Find how many lines below hold "stool", and give that number as the entire answer.
--- Supplied entries Enclosed Below ---
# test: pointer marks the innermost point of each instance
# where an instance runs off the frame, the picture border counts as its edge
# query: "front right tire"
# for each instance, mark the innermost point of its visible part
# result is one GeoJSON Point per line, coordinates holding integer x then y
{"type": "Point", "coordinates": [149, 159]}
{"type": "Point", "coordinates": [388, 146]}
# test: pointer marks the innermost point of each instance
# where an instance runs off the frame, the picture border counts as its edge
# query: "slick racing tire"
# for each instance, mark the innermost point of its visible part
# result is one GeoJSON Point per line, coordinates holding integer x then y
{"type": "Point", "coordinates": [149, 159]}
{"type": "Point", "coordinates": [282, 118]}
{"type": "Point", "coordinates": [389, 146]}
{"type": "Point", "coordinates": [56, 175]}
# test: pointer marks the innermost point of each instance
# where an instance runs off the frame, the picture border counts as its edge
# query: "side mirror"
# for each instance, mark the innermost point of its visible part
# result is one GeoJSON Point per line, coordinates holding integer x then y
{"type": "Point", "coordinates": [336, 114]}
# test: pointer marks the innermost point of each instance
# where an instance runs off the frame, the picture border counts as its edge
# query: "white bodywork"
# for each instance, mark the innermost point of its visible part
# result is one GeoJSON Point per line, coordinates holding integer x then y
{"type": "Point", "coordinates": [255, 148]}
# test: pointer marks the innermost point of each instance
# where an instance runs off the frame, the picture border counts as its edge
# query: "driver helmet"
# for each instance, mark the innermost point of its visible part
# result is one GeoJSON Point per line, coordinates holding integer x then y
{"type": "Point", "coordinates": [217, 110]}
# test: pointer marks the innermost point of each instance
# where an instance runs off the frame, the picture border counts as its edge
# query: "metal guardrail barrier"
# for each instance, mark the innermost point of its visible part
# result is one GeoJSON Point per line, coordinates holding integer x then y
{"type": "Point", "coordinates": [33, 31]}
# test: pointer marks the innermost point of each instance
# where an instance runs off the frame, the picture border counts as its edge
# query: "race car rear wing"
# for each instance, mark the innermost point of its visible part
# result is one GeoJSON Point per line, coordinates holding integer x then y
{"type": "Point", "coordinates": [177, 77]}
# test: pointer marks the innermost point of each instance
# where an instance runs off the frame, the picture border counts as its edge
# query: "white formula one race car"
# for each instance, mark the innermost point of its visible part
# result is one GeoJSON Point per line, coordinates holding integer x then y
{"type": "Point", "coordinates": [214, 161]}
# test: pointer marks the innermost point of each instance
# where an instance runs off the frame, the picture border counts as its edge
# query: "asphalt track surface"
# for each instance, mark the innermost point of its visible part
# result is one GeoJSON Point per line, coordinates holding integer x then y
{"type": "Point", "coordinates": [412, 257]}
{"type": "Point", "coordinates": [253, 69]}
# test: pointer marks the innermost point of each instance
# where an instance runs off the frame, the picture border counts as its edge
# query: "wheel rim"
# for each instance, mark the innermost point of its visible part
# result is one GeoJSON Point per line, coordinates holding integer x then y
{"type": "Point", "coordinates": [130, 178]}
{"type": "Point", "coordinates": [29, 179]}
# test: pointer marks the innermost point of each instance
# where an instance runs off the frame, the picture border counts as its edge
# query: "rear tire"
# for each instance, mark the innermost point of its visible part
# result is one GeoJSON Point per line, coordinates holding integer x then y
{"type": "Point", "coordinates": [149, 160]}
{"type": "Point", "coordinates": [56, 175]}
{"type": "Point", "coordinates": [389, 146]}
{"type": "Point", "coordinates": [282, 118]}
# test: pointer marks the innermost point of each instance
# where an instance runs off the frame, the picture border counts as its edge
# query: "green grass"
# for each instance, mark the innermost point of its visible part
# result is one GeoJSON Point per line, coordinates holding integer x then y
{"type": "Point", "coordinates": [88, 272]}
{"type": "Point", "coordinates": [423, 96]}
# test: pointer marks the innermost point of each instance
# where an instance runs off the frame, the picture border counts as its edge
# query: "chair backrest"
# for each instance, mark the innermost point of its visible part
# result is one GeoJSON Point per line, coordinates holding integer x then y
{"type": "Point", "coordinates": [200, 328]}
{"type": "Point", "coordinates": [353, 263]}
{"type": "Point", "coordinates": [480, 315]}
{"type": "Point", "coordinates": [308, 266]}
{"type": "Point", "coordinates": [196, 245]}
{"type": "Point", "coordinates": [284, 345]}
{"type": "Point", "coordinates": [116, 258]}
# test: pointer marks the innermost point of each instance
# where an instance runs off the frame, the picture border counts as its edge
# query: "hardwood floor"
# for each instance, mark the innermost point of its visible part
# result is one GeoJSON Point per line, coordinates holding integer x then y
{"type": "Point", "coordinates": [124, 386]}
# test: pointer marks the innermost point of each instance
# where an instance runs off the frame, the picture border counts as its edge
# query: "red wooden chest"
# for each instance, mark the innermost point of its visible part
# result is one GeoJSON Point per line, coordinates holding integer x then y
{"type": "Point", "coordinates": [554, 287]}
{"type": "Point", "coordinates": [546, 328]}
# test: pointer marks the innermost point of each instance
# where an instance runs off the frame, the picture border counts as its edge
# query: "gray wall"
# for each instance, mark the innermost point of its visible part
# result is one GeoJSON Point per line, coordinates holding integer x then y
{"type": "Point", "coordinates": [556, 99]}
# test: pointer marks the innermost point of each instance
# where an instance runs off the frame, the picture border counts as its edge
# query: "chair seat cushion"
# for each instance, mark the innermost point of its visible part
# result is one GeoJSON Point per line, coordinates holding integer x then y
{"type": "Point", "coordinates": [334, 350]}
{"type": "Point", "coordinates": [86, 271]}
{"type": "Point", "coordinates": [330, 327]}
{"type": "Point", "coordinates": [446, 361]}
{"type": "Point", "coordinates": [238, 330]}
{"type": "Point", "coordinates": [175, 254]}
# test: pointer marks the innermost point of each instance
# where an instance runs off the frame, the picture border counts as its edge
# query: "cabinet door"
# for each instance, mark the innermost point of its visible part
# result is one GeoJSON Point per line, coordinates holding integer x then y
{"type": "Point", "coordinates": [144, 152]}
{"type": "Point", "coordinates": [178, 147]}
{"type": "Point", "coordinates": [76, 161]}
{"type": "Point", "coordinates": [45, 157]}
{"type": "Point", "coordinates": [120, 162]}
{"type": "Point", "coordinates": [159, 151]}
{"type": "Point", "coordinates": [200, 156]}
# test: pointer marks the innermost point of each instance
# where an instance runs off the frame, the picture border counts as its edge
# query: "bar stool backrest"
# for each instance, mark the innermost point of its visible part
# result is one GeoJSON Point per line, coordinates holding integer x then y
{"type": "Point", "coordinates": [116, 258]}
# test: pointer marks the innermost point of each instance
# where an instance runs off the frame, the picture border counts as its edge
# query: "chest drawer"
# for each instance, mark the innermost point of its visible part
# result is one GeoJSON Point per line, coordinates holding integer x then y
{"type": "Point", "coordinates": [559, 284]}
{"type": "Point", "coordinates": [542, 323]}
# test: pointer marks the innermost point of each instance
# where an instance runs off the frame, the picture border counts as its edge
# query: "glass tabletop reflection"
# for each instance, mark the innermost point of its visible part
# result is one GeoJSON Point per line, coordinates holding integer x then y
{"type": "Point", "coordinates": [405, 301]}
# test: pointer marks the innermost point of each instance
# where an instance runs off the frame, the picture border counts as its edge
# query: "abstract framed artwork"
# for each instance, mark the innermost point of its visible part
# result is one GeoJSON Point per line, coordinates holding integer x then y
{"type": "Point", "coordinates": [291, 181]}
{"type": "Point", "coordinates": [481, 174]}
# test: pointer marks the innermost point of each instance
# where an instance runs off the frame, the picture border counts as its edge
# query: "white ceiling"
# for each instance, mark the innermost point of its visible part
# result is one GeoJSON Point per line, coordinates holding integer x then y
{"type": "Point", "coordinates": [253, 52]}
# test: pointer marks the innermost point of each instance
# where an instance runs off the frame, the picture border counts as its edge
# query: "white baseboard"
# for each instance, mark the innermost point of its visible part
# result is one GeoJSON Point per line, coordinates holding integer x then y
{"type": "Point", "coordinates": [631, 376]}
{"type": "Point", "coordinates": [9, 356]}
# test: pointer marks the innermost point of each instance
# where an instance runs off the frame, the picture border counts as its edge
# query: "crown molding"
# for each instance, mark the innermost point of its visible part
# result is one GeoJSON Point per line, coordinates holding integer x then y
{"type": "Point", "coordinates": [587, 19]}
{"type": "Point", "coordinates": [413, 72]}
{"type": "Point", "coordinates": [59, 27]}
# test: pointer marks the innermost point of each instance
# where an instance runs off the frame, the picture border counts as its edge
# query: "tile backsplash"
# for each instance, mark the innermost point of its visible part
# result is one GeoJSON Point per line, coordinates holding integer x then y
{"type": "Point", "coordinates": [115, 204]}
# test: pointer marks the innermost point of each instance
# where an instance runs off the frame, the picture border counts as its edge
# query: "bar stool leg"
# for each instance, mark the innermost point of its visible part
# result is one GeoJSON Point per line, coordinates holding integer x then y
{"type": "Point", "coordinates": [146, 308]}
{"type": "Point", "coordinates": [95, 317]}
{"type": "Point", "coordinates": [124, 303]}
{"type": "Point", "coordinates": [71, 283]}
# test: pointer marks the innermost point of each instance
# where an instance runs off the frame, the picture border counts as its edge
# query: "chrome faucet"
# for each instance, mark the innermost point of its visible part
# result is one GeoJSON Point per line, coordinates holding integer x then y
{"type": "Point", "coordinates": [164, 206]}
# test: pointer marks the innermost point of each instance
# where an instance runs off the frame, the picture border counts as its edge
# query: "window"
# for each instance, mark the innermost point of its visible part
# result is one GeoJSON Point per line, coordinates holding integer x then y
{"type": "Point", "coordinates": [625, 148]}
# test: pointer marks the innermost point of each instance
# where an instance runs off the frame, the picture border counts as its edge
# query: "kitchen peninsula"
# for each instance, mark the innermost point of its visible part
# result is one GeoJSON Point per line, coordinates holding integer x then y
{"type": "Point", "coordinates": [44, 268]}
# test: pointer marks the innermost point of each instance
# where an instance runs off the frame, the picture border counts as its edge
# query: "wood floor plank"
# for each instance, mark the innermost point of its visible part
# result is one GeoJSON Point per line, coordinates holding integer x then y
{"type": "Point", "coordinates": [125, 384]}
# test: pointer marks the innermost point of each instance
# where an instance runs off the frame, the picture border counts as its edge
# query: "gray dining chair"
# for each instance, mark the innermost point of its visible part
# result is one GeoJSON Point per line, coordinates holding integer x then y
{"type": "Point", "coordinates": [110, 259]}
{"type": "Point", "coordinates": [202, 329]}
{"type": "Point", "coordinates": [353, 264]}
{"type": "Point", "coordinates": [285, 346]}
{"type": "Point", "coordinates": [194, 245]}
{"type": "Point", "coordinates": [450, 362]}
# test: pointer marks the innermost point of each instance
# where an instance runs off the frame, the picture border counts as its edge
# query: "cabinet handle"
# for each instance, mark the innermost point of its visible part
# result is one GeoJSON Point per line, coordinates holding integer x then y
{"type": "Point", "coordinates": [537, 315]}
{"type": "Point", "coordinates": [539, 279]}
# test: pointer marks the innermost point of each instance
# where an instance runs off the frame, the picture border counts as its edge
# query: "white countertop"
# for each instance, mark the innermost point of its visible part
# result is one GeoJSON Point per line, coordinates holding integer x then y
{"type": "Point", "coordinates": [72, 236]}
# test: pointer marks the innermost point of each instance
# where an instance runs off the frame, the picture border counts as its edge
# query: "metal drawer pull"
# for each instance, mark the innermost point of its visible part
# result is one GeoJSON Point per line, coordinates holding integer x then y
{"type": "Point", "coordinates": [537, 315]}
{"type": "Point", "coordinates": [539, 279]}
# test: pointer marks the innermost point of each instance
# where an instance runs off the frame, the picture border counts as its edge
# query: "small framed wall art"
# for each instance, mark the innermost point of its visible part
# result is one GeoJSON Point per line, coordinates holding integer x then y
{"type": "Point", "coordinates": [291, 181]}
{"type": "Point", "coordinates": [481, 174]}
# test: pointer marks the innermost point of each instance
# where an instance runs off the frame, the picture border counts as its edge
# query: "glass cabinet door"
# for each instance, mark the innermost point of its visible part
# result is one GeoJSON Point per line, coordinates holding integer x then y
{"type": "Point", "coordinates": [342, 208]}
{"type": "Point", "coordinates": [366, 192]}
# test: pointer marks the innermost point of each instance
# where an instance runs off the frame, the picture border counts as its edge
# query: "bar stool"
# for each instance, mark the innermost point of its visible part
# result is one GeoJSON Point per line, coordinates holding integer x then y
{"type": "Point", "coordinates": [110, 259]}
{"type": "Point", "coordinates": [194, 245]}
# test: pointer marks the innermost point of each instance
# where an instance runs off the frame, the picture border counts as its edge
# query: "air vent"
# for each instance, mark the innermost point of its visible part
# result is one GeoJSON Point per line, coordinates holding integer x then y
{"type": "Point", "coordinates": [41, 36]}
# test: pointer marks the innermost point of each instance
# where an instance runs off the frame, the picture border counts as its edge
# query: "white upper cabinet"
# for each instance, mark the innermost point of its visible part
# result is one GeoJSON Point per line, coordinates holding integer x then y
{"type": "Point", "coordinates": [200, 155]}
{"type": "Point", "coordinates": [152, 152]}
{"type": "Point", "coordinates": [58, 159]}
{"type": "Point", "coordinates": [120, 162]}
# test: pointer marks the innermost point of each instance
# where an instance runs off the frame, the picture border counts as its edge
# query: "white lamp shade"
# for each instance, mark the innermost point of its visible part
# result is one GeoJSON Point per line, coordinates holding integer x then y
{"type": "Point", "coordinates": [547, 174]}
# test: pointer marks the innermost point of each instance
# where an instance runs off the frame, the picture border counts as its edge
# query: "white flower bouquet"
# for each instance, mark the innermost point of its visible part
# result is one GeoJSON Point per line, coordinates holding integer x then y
--- End of Enclosed Supplied entries ---
→ **Solution to the problem**
3